WHAT IS BEING ASKED: Locate every line in the records below that contains the word "tower", and copy each one.

(Free-text object descriptions)
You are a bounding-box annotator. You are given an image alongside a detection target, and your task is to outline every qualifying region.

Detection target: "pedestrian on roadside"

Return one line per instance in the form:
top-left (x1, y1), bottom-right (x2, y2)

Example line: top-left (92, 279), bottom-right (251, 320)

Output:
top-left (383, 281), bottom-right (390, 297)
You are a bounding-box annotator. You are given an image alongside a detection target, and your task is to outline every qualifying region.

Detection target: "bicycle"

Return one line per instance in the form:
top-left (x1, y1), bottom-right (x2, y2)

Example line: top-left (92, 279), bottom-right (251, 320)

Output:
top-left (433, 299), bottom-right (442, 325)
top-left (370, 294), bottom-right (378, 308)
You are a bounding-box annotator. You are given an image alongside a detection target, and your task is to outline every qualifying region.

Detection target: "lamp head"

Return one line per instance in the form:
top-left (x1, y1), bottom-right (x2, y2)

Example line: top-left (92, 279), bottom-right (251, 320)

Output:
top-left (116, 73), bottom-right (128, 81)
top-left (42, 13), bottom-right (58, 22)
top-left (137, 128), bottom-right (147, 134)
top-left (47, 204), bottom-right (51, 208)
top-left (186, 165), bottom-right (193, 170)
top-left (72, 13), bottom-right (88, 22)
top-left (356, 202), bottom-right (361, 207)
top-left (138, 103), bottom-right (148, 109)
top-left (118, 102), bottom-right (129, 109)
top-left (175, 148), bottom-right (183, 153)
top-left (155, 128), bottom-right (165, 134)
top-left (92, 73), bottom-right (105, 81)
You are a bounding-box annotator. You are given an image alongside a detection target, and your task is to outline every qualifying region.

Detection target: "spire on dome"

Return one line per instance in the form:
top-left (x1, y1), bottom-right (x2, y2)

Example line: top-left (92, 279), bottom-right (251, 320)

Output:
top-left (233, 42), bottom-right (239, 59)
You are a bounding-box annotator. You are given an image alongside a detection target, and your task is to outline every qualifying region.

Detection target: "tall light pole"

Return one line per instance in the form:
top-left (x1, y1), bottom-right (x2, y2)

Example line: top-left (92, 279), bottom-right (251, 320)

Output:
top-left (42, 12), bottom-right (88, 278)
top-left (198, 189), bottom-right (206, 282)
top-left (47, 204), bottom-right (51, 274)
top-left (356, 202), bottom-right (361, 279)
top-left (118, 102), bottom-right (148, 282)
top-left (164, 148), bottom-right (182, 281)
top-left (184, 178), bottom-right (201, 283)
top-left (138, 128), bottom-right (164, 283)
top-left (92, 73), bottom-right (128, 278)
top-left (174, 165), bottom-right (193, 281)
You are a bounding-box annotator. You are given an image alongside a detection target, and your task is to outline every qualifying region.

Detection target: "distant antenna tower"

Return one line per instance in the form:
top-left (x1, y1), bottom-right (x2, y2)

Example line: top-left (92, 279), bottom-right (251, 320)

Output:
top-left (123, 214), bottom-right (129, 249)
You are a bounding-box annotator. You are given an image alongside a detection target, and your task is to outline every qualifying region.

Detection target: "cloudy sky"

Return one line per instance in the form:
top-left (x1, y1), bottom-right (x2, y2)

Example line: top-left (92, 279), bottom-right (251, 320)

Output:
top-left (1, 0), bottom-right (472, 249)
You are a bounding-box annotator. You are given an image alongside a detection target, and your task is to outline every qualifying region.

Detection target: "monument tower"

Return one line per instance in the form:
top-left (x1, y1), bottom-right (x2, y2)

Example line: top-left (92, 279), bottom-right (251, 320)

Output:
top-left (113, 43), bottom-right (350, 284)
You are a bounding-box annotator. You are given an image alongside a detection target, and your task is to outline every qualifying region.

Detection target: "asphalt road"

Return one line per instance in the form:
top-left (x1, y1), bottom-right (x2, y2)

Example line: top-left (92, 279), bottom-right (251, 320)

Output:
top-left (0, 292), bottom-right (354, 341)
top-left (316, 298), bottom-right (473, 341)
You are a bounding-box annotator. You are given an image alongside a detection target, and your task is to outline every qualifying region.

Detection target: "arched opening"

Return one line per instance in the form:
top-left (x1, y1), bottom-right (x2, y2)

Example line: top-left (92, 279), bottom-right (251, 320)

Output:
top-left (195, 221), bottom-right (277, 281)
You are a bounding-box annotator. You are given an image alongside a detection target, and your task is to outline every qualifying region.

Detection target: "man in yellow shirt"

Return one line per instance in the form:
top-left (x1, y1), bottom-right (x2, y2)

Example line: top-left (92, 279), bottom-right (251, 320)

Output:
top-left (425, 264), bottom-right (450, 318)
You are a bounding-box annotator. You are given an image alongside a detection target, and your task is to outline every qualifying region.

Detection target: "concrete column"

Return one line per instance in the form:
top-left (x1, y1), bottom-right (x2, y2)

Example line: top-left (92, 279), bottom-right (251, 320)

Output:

TASK RESULT:
Detection target: "distant antenna tower"
Detection target: "monument tower"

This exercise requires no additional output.